Given records>

☆ ☆ ☆ ☆ ☆

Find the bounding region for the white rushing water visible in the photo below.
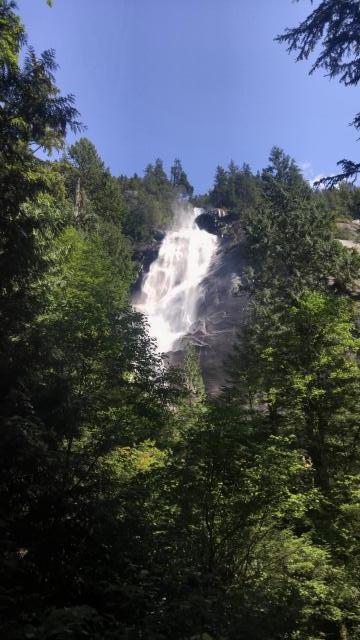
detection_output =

☆ ☆ ☆ ☆ ☆

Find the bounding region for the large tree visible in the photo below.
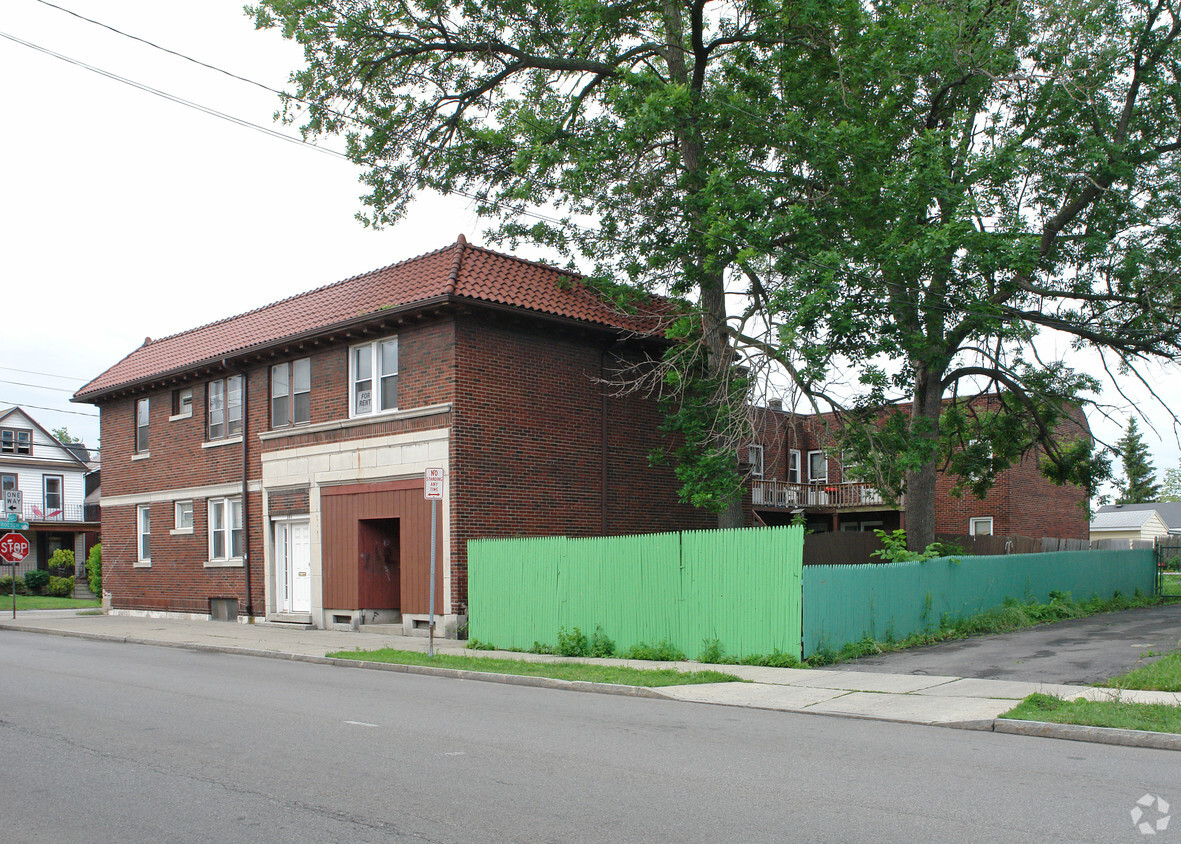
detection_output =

☆ ☆ ☆ ☆ ☆

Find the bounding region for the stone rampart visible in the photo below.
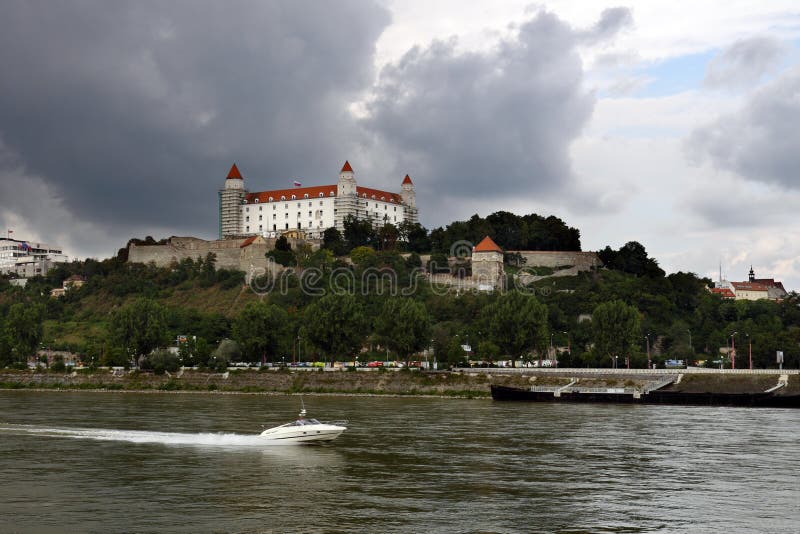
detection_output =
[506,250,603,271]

☆ ☆ ☆ ☆ ☆

Task>
Please render the records from the line that has "Find the bounding region for the stone" through the line that has "[506,250,603,271]" as a two-column CSV with the columns "text" and "answer", one row per record. Put each field in quotes, turn line breaks into spaces, and leave the pictures out.

Solved problem>
text,answer
"Find the bounding region for the stone rampart visible in the photo below. detection_output =","[506,250,603,271]"